- **TEXT TO READ**:
Question about failing collective allreduce across on non-homogenous ring (NVIDIA and AMD GPU) #1043

RafalSiwek · 2024-10-31T00:17:25Z

Dear UCC Team,

I'm working on a proof-of-concept (PoC) setup for collective operations with a mixed environment of NVIDIA and AMD GPUs on AWS, specifically using g4ad.xlarge (AMD Radeon Pro V520 with ROCm) and g4dn.xlarge (NVIDIA T4 with CUDA) instances. The goal is to enable distributed PyTorch jobs in OCI containers across these heterogeneous GPUs, using MPI with UCC and UCX for communication.

(I've set up a repository with all relevant code, log outputs, and observations to provide additional context if needed: https://github.com/RafalSiwek/troubleshoot-heterogenous-distributed-operations.)

Issue Summary

I've encountered consistent failures when attempting collective communication, specifically with the allreduce operation. Here’s a summary of my PoC setup and the steps I’ve tried so far:

Infra Setup:
- AMD g4ad.xlarge instance running ROCm 6.2.2.
- NVIDIA g4dn.xlarge instance running CUDA 12.4.
- MPI with UCC and UCX as the transport layer.
- Docker images for each GPU type, configured with UCX and UCC builds (see the paragraph describing Dockerfiles with installation scripts and config outputs for UCC and UCX here):
Observed Behavior:
- Simple send_recv operations between nodes succeed. (log output)
- allreduce consistently fails on the ROCm node with errors in the ucp_mem_type_unpack function. (log output with backtrace)

- **DATASET SECTION**:
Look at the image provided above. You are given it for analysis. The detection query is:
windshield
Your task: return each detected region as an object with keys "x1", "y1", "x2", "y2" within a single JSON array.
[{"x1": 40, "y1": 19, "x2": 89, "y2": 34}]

- **TASK INSTRUCTIONS**:
1: From the forum thread about the failing allreduce, echo everything from "Question about failing" down to "UCX for communication.".
2: In the forum thread about the failing allreduce, list every item given under the heading "Infra Setup".
3: According to the forum thread about the failing allreduce, in which function do the errors on the ROCm node occur?

- **RESPONSES TO THE TASKS**:
1:
Question about failing collective allreduce across on non-homogenous ring (NVIDIA and AMD GPU) #1043

RafalSiwek · 2024-10-31T00:17:25Z

Dear UCC Team,

I'm working on a proof-of-concept (PoC) setup for collective operations with a mixed environment of NVIDIA and AMD GPUs on AWS, specifically using g4ad.xlarge (AMD Radeon Pro V520 with ROCm) and g4dn.xlarge (NVIDIA T4 with CUDA) instances. The goal is to enable distributed PyTorch jobs in OCI containers across these heterogeneous GPUs, using MPI with UCC and UCX for communication.

2:
- AMD g4ad.xlarge instance running ROCm 6.2.2.
- NVIDIA g4dn.xlarge instance running CUDA 12.4.
- MPI with UCC and UCX as the transport layer.
- Docker images for each GPU type, configured with UCX and UCC builds.

3: The errors occur in the ucp_mem_type_unpack function.